◆ DATA TO EXAMINE
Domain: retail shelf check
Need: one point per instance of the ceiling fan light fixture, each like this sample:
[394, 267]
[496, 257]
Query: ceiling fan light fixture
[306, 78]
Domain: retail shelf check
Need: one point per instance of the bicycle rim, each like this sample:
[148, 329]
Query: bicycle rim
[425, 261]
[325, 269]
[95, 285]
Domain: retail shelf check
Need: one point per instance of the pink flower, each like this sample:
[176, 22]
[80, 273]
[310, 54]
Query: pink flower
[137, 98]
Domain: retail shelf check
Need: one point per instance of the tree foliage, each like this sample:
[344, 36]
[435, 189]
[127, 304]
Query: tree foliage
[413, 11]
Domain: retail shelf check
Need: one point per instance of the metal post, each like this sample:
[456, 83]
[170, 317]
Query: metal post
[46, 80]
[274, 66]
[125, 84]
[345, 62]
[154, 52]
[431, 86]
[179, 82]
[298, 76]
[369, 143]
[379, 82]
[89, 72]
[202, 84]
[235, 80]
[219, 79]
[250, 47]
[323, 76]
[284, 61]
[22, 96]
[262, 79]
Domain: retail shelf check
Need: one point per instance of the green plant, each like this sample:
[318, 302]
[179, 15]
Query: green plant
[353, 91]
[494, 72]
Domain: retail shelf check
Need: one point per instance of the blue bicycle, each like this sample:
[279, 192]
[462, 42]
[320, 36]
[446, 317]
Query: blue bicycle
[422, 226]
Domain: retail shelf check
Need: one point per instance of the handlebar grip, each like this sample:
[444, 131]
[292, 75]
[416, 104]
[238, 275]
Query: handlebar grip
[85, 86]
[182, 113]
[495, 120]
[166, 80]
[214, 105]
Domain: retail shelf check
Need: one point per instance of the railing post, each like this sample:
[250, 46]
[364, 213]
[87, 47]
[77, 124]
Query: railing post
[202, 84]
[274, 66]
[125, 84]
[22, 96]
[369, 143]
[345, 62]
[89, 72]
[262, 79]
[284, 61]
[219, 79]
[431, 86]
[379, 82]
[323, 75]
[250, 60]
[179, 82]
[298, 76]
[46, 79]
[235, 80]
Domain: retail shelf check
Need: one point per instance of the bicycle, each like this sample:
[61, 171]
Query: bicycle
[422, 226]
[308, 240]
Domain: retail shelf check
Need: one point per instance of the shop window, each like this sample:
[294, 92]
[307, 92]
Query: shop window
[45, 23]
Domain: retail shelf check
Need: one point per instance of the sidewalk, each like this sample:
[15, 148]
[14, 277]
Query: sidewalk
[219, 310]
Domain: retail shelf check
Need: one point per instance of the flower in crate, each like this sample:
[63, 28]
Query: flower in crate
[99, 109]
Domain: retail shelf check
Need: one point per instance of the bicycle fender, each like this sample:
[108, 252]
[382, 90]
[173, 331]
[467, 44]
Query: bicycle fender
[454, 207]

◆ TASK REQUIREMENTS
The required output is the line holding "Query: shop window" plus every line after it in the data, reproduced exactly.

◆ RESULT OF THIS EXERCISE
Query: shop window
[45, 23]
Domain: retail shelf check
Need: one point per instance of the sidewalk, each like this sample:
[15, 148]
[14, 277]
Query: sidewalk
[219, 310]
Domain: retail shelf check
Need: one point per instance of the flower in crate, each like this sample:
[63, 28]
Query: flower in crate
[99, 109]
Domain: retail shelf check
Need: one point per instance of the bicycle fender, each like this sample:
[108, 252]
[382, 90]
[173, 331]
[467, 44]
Query: bicycle fender
[454, 207]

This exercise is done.